Stored data
▽

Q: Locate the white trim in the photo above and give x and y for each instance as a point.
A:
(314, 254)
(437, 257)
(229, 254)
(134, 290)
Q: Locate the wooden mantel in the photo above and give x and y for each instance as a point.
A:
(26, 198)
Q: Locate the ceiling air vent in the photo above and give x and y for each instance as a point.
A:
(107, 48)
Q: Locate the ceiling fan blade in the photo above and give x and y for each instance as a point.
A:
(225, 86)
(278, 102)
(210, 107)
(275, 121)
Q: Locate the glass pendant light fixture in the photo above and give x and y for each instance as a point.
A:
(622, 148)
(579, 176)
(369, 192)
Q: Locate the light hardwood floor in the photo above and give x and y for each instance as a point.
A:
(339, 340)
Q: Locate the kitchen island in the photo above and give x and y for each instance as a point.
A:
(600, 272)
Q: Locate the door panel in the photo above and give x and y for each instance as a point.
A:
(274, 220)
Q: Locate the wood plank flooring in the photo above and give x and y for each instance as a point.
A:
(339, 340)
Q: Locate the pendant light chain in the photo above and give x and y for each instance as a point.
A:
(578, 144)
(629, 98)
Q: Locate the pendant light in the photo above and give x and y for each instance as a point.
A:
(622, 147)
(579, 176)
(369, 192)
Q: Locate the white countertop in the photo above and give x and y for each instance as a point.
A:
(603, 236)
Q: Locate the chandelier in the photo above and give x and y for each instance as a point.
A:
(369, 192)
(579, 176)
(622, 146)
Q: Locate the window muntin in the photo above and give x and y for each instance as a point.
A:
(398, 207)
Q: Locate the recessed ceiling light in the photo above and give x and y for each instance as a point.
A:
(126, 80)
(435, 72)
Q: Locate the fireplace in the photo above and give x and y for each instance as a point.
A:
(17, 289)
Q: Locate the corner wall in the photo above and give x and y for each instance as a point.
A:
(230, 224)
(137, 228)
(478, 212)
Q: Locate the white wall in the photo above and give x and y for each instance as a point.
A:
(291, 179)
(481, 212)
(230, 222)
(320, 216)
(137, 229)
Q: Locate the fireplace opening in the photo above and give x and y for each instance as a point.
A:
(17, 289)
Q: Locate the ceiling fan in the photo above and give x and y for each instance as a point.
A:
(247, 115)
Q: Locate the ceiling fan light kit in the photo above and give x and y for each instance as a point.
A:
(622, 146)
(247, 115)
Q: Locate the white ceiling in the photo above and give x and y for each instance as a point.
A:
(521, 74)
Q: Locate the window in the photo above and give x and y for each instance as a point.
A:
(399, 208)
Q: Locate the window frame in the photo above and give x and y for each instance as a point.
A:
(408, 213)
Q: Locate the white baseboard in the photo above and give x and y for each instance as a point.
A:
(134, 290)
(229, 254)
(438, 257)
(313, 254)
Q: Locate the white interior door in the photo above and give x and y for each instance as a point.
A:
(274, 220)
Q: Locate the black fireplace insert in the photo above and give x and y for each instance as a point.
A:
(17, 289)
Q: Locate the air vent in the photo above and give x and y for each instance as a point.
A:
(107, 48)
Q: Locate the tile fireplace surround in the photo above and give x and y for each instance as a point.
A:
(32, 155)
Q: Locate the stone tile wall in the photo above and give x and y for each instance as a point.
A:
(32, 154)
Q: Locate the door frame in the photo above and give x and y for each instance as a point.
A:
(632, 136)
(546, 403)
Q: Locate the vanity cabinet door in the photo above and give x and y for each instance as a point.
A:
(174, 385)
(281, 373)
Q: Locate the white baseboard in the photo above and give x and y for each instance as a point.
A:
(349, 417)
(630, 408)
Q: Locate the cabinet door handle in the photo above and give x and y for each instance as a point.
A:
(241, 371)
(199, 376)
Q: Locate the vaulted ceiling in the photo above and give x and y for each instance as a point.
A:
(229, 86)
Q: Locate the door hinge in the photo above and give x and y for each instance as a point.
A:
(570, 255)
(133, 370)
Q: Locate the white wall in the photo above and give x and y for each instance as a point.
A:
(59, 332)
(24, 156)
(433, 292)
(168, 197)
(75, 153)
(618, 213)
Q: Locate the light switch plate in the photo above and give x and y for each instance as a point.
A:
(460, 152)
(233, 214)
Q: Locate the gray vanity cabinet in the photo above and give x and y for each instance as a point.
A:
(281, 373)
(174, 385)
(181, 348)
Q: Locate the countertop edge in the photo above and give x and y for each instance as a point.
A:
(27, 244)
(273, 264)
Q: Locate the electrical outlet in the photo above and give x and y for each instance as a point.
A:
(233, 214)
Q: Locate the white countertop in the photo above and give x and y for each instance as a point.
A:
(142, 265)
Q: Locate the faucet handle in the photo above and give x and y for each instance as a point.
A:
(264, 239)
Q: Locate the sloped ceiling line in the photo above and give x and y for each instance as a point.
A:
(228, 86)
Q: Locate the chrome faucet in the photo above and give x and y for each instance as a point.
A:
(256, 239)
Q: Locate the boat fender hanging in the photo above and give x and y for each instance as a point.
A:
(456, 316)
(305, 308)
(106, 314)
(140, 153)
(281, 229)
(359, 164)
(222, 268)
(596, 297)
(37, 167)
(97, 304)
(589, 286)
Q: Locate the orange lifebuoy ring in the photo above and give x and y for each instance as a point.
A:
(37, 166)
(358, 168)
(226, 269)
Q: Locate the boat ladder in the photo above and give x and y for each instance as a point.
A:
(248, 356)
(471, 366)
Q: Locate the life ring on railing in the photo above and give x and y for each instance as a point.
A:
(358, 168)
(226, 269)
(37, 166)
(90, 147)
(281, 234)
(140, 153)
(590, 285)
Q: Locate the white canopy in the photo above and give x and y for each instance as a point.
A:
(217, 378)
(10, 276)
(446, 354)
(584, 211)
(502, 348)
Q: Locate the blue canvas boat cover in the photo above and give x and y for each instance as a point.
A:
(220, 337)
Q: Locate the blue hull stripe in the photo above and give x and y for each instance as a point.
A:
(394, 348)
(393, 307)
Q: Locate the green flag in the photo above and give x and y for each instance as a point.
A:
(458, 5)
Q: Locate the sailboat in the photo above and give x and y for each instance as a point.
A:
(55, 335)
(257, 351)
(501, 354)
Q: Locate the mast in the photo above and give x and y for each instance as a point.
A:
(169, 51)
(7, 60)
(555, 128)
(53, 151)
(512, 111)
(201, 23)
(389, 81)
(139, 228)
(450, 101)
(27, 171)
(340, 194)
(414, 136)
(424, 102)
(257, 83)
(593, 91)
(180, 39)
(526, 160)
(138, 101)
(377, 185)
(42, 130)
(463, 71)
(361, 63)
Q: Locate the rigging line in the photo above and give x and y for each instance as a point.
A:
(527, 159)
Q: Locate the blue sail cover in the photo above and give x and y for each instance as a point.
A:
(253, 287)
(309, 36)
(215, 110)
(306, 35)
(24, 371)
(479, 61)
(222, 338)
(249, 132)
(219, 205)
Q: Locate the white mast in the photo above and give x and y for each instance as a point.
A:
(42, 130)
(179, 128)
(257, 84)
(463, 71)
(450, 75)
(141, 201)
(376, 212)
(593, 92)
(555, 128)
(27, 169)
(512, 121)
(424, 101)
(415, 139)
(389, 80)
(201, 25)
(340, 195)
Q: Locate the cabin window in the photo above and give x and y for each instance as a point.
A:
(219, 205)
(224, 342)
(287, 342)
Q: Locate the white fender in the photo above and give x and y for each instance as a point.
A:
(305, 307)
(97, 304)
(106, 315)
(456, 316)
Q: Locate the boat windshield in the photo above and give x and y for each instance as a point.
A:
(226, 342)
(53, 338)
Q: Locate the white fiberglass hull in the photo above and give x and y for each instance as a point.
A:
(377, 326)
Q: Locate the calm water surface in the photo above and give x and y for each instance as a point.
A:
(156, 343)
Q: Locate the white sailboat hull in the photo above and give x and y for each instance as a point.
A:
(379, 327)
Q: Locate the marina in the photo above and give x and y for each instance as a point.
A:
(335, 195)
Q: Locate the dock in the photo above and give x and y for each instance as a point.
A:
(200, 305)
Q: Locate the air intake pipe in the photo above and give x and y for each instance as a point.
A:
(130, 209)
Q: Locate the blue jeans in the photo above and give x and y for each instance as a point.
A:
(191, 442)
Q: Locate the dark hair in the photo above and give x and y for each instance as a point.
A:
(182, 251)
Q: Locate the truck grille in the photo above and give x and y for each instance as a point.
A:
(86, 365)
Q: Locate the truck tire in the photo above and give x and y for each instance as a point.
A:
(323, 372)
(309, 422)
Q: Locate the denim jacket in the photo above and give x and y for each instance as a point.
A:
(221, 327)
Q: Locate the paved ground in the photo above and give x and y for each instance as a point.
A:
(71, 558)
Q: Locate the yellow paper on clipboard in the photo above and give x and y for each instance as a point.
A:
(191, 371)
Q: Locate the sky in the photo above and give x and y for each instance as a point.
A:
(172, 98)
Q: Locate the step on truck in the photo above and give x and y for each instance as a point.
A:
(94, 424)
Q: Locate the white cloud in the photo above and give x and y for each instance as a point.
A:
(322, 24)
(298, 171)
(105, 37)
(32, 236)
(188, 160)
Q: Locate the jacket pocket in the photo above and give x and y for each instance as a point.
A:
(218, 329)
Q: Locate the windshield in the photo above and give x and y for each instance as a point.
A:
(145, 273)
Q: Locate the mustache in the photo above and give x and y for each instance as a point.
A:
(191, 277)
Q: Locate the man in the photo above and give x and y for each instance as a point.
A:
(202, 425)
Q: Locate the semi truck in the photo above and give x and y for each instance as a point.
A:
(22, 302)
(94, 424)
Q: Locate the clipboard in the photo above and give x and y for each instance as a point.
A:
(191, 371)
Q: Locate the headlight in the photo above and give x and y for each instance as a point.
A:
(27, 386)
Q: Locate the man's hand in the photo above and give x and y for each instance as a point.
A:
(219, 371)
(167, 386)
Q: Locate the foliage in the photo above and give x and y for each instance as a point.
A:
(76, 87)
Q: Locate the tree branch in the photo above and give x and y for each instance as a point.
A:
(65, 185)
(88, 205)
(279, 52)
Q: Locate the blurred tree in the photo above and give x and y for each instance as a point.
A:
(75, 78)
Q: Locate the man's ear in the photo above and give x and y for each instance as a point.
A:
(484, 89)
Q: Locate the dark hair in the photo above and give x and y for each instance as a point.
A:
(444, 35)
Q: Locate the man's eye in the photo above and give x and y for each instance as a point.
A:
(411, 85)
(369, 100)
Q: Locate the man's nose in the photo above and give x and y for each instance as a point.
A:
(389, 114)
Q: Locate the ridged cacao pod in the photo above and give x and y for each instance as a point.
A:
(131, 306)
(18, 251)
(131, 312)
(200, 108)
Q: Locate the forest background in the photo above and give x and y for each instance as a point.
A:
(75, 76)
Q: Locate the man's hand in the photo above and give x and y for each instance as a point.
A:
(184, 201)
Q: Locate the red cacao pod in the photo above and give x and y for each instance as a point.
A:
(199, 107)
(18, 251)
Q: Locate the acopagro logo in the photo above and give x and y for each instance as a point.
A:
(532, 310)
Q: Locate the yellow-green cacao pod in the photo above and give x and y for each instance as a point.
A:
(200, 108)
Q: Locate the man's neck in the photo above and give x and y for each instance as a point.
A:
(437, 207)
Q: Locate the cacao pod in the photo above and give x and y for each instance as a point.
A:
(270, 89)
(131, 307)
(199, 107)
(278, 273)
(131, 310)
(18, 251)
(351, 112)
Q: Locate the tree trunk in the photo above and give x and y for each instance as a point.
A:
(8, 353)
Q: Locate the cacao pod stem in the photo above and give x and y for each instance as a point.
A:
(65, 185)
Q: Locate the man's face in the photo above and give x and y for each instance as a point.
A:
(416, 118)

△

Write out every line in the data that holds the string "green".

Q: Locate the green flag in the photo above and give x and y for each instance as a point.
Q: Locate the yellow-green cacao pod in the photo above and give x and y for each instance as a point.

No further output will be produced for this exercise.